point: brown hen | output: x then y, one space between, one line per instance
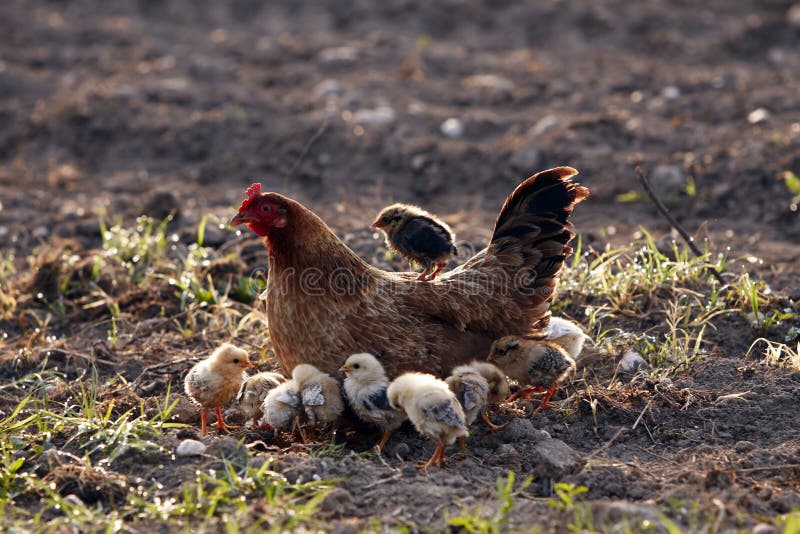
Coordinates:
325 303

··········

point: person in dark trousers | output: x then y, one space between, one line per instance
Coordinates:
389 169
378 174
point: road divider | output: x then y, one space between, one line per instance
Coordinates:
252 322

··········

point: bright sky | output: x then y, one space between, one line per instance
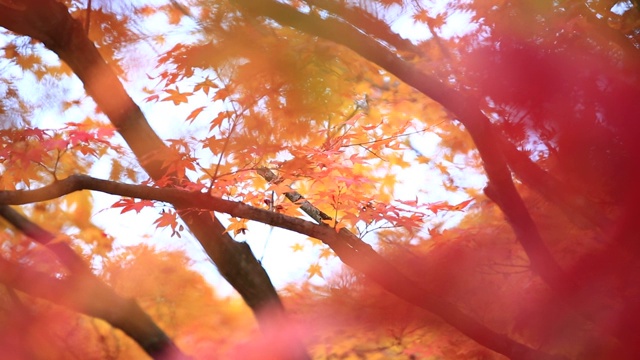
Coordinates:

··········

→ **Task goal**: State how many lines above contain the string "space", counting only case-exact matches. Reply with the number alone.

→ **Result for this exercise**: 4